# Festplatte schaltet sich aus



## C-H (26. Oktober 2007)

Hi!

Meine (relativ neue) Festplatte, auf der mein Betriebssystem(Vista) installiert ist schaltet sich schon nach wenigen Sekunden aus, und muss dann bei einem Zugriff erst wieder hochfahren. Dadurch wird die Arbeit am Rechner natürlich extrem langsam und zäh. Die Platte ist eine S-ATA von Maxtor (genaue Modellbezeichnung hab' ich jetzt grad nicht zur Hand). Gibt es da nicht so Tools, mit denen man das Stromsparverhalten (ich hoffe mal das es daran liegt) einer Platte einstellen kann? Hab' schon auf der Maxtor-Seite gesucht aber nix gefunden. 

Oder kann es an was anderem liegen?


----------



## hueggy (26. Oktober 2007)

Hallo,

hast du schon mal folgendes probiert:

Systemsteuerung
Anzeige
Bildschirmschoner
Energieverwaltung
Erweitert

Da hast du dann die Möglichgeit auch das Ausschalten der Festplatte zu konfigurieren.

══════

§ **AUFGABENSTELLUNG**:
1. Schreiben Sie aus dem Forentext zur Festplatte den Abschnitt zwischen „## C-H (26. Oktober“ und „was anderem liegen?“ wortgetreu ab, beide Stellen eingeschlossen.
2. Beantworten Sie die folgenden Fragen zum Forentext zur Festplatte.
(a) Welches Betriebssystem ist auf der Festplatte installiert?
(b) Von welchem Hersteller stammt die Festplatte?
(c) Welcher Menüpunkt folgt in der Anleitung direkt auf „Bildschirmschoner“?
3. Führen Sie den Forentext zur Festplatte nach seinem letzten Satz weiter.

══════

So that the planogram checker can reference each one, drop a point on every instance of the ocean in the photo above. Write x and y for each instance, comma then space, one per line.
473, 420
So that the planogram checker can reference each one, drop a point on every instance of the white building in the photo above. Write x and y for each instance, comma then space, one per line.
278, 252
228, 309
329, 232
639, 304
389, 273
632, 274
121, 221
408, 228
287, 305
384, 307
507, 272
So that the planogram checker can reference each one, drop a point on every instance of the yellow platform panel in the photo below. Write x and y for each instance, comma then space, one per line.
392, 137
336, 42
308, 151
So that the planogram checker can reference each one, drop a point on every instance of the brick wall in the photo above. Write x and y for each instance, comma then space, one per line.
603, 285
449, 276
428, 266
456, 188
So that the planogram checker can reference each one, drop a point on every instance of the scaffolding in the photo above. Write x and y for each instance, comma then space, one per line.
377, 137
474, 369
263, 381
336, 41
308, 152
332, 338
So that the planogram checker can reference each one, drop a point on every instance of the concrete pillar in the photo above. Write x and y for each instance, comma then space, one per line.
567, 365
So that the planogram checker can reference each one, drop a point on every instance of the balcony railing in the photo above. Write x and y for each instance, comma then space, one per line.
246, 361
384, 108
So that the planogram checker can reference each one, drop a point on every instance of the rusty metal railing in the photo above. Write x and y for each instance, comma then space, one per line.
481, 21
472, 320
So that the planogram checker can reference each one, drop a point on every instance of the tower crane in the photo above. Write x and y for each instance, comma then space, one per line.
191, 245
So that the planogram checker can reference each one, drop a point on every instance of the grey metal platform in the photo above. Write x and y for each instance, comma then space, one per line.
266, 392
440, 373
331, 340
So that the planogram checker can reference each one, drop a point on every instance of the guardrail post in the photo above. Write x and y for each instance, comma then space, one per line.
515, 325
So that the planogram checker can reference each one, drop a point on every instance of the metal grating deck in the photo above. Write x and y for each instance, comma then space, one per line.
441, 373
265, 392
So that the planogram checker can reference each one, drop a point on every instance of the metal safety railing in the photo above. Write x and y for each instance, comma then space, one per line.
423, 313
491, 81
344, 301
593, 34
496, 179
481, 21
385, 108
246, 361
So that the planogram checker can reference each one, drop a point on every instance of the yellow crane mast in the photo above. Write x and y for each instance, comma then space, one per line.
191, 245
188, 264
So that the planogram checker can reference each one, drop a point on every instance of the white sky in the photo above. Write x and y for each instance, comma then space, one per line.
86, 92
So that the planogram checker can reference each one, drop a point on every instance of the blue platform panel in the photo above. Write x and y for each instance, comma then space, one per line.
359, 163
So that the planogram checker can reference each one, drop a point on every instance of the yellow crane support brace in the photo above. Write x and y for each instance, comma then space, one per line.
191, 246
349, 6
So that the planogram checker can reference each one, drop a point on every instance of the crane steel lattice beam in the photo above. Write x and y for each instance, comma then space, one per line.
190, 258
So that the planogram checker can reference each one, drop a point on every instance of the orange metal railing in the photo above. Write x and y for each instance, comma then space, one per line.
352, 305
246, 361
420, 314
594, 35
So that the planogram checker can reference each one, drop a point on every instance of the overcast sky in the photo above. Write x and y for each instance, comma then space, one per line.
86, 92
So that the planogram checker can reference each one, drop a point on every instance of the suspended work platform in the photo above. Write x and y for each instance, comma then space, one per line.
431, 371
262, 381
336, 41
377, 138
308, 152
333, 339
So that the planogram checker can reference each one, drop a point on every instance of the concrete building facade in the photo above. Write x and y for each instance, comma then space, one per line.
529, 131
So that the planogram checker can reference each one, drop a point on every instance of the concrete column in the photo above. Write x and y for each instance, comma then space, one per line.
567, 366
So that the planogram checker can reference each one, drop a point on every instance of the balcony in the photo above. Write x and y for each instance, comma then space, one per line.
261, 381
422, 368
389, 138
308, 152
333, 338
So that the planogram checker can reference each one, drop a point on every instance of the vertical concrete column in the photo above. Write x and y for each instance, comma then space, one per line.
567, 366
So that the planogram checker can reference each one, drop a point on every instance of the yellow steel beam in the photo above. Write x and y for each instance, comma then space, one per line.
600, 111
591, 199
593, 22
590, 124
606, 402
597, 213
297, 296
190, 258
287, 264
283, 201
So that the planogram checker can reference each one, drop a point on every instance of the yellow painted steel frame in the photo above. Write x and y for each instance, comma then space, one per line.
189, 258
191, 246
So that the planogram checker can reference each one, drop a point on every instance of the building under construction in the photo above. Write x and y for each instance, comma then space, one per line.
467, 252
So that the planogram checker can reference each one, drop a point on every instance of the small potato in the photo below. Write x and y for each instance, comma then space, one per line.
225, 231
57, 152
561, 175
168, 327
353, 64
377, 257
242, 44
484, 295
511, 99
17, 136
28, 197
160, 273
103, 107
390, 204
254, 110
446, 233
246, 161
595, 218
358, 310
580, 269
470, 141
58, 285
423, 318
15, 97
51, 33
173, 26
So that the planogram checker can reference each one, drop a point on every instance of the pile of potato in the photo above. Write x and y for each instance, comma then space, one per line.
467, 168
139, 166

══════

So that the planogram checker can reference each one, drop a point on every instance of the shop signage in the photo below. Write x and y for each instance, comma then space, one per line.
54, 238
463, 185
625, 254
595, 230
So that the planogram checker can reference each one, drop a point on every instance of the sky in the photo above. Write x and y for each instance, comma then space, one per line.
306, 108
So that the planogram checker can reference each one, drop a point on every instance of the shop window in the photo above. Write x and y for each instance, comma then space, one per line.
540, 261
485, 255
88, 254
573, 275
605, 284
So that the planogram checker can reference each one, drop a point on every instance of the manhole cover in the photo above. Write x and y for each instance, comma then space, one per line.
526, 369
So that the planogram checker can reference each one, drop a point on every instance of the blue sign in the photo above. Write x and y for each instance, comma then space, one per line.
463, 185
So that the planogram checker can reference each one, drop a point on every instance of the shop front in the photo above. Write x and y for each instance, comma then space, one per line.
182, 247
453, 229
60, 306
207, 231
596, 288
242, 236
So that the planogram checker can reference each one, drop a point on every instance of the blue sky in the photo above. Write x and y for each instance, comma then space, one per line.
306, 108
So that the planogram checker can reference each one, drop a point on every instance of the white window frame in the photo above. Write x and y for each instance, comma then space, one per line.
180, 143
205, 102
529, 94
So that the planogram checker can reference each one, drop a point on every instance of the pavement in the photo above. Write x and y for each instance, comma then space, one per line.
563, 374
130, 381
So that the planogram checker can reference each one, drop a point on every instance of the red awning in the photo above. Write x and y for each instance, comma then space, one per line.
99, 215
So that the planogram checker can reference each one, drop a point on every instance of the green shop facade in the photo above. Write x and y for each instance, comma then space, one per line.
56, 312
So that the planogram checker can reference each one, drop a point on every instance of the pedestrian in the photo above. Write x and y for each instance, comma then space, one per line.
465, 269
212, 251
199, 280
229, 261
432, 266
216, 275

══════

§ **ANTWORTEN JE AUFGABE**:
1.
## C-H (26. Oktober 2007)

Hi!

Meine (relativ neue) Festplatte, auf der mein Betriebssystem(Vista) installiert ist schaltet sich schon nach wenigen Sekunden aus, und muss dann bei einem Zugriff erst wieder hochfahren. Dadurch wird die Arbeit am Rechner natürlich extrem langsam und zäh. Die Platte ist eine S-ATA von Maxtor (genaue Modellbezeichnung hab' ich jetzt grad nicht zur Hand). Gibt es da nicht so Tools, mit denen man das Stromsparverhalten (ich hoffe mal das es daran liegt) einer Platte einstellen kann? Hab' schon auf der Maxtor-Seite gesucht aber nix gefunden. 

Oder kann es an was anderem liegen?

2.
(a) Vista
(b) Maxtor
(c) Energieverwaltung

3.
Liebe Grüße
Dennis


----------



## C-H (26. Oktober 2007)

Stimmt, daran habe ich noch gar nicht gedacht. Aber betrifft das nicht alle Festplatten? Die anderen verhalten sich nämlich "richtig" bzw. fahren nicht so schnell runter. Aber ich werde trotzdem mal schauen.


----------



## hueggy (26. Oktober 2007)

Hm, ja da hast du auch wiederum Recht. aber vielleicht funktioniert es ja trotzdem. Wäre super, wenn du das Ergebnis posten könntest.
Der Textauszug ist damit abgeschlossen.